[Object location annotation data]

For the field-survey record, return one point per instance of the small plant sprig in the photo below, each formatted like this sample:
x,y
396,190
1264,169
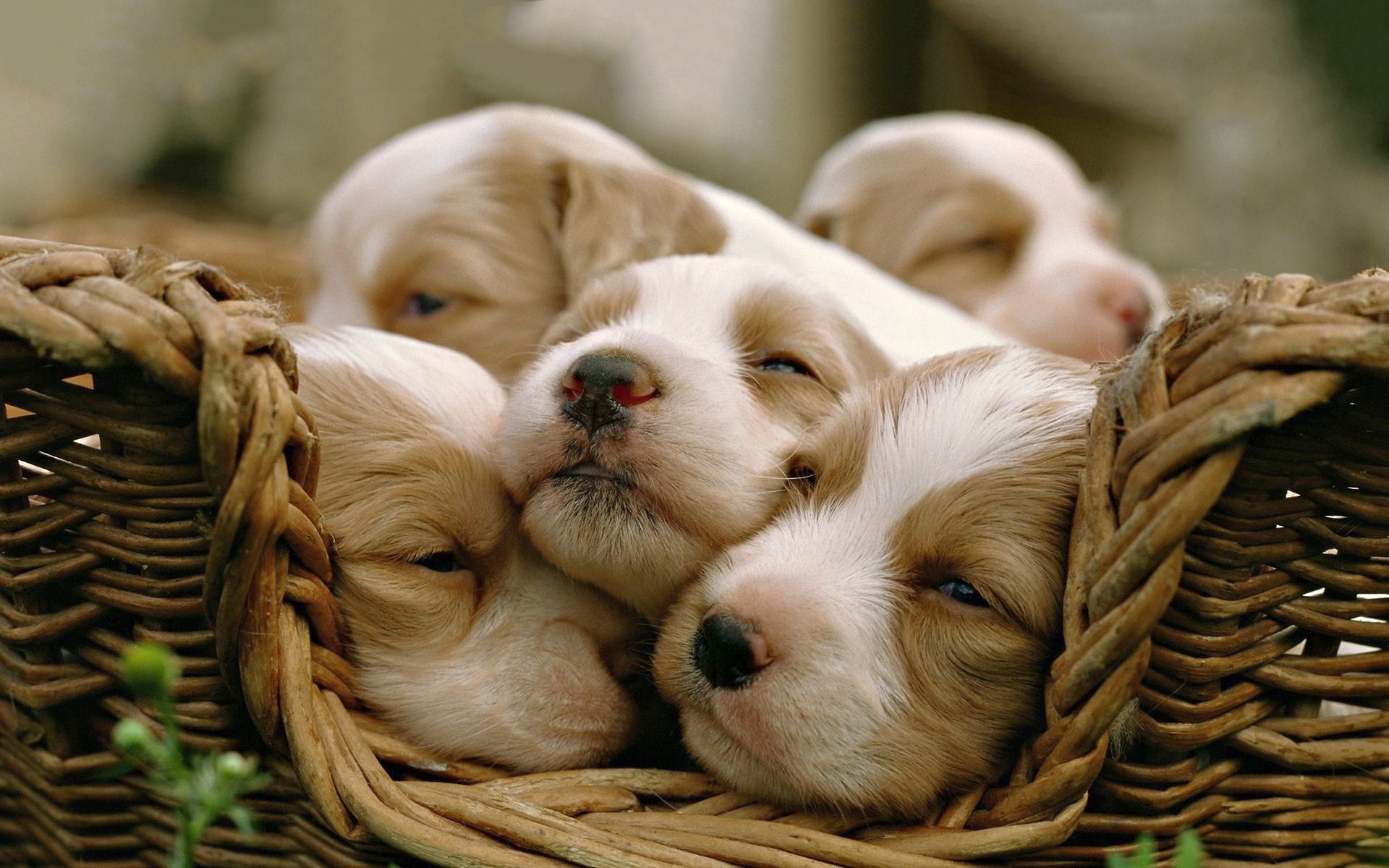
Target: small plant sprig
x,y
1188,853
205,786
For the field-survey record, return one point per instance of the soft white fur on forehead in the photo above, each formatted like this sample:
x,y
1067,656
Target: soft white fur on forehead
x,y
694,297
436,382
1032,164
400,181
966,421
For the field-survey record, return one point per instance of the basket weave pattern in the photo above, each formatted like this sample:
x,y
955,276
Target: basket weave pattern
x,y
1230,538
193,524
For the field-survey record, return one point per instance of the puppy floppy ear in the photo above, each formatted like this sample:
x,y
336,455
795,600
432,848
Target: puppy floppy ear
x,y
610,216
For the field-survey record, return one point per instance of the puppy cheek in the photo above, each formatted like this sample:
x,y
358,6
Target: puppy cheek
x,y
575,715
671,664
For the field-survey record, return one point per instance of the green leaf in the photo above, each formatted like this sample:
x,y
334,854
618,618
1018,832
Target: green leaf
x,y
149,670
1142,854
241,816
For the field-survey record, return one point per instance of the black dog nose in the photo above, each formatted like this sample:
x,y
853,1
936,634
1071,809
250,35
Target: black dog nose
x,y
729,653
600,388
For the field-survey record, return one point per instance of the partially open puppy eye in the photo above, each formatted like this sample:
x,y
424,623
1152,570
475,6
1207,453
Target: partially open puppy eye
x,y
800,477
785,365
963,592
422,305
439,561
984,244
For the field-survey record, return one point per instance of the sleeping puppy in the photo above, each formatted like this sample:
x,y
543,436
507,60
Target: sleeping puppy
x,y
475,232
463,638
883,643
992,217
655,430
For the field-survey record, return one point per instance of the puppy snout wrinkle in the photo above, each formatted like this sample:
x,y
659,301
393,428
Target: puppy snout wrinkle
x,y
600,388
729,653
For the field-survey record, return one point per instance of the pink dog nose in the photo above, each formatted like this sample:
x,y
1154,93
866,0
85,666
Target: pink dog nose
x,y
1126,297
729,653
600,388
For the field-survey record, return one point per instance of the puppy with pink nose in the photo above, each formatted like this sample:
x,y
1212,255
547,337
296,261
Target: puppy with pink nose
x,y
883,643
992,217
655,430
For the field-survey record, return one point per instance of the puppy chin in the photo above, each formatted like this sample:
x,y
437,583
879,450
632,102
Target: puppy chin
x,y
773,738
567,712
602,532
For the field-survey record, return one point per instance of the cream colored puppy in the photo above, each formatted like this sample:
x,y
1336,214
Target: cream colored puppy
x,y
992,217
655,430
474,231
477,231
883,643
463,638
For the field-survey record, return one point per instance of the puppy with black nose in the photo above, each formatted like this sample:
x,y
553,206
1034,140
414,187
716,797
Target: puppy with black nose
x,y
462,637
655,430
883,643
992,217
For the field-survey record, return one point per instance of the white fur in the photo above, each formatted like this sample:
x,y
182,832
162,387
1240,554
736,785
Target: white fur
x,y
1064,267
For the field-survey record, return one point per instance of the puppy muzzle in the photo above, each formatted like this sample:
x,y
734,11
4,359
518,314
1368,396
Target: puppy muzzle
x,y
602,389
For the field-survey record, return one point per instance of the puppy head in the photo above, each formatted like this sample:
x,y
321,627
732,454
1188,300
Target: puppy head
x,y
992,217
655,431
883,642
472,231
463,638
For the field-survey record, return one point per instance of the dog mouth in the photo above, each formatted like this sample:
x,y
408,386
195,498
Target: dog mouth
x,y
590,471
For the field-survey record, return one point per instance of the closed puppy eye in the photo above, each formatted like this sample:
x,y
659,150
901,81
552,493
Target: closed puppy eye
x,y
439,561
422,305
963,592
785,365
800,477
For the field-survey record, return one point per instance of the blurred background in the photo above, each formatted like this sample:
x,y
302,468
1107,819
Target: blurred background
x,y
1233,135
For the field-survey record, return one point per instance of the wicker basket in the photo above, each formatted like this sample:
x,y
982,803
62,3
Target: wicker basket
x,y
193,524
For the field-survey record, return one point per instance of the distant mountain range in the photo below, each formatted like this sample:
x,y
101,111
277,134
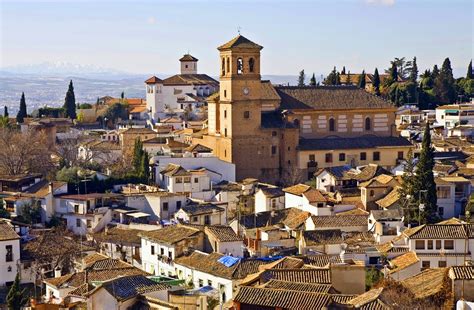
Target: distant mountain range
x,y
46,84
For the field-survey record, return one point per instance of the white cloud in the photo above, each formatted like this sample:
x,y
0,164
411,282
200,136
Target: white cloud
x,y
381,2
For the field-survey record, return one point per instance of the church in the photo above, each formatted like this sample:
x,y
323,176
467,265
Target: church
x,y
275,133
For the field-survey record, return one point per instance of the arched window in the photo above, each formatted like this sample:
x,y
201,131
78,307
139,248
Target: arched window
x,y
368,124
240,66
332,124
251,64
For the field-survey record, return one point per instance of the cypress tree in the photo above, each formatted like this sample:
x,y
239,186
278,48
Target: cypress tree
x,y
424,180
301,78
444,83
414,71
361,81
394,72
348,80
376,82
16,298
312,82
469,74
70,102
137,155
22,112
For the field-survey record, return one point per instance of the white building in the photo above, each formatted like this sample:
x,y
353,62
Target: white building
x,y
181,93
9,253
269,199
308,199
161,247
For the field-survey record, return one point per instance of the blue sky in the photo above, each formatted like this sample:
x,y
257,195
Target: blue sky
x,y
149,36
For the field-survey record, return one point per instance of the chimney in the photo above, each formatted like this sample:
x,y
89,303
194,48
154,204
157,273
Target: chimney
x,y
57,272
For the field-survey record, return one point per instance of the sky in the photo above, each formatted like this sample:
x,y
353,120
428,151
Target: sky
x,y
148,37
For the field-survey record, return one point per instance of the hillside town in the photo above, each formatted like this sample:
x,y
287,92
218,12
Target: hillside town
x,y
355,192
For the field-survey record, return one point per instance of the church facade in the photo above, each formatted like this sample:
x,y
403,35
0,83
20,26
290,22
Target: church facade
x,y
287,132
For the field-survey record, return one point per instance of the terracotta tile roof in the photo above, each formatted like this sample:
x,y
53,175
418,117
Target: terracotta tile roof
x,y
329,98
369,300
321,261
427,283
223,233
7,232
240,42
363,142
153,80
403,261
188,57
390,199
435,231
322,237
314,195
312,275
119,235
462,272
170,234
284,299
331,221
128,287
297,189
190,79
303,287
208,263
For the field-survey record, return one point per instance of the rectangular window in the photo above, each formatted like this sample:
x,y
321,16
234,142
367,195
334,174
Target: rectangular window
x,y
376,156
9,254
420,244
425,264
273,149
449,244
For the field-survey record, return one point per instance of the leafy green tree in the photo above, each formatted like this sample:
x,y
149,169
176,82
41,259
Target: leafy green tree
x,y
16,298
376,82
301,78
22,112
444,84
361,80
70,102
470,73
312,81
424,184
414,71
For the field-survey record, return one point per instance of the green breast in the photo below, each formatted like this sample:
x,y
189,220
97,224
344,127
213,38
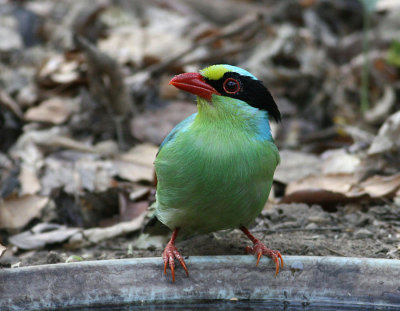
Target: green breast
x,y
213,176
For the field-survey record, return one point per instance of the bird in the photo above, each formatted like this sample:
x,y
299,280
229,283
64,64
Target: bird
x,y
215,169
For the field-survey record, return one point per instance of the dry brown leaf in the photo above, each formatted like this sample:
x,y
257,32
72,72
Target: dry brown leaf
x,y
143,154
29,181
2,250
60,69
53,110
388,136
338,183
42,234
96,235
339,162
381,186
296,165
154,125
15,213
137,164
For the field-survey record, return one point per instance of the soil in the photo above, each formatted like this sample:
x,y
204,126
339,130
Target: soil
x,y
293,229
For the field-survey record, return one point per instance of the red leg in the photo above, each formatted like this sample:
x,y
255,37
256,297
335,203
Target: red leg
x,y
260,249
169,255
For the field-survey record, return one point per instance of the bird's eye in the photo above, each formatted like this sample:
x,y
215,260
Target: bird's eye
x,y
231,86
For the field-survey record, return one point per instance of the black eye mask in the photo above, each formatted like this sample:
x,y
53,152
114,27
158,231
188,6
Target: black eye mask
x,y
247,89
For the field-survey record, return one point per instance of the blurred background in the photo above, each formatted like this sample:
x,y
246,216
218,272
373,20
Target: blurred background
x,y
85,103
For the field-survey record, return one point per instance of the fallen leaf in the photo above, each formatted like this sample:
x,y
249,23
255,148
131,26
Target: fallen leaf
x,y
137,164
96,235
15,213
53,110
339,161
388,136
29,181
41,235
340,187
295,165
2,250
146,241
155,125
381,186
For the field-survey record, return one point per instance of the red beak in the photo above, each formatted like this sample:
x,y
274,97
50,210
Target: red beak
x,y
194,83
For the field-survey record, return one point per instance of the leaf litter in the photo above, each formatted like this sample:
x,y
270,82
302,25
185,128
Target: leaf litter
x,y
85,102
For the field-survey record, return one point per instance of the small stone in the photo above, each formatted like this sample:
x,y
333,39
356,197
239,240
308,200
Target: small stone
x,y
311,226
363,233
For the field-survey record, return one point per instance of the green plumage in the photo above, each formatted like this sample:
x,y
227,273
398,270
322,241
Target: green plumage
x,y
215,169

PROBLEM DESCRIPTION -> Go back to the data above and please quote exactly, and only, the lines from the line with "of the fallen" through its last line.

EXERCISE RESPONSE ->
For the field-survey record, return one point per instance of the fallen leaf in the photo above, each formatted like this sample:
x,y
249,23
255,148
131,26
Target: fallen leaf
x,y
137,164
96,235
15,213
53,110
339,161
388,136
29,181
41,235
340,187
295,165
2,250
146,241
155,125
381,186
For the field-survey record, return one point per instance of the red beak in the photo above, each formatted like this sample:
x,y
274,97
50,210
Target: red beak
x,y
194,83
For the field-survey record, return one point per instance of the leaf litter in the photo above, each formatted like this sample:
x,y
270,82
302,25
185,128
Target: leaf litter
x,y
85,102
For the field-survey record, return one point per instance of the small stone in the photo above, each formatted like this sample:
x,y
333,39
356,197
239,240
308,200
Target: small stone
x,y
311,226
363,233
For the field-survey record, return one point per instance of the green plumage in the photo above, each formatted like this sample:
x,y
227,273
398,270
322,241
Target: green plumage
x,y
215,169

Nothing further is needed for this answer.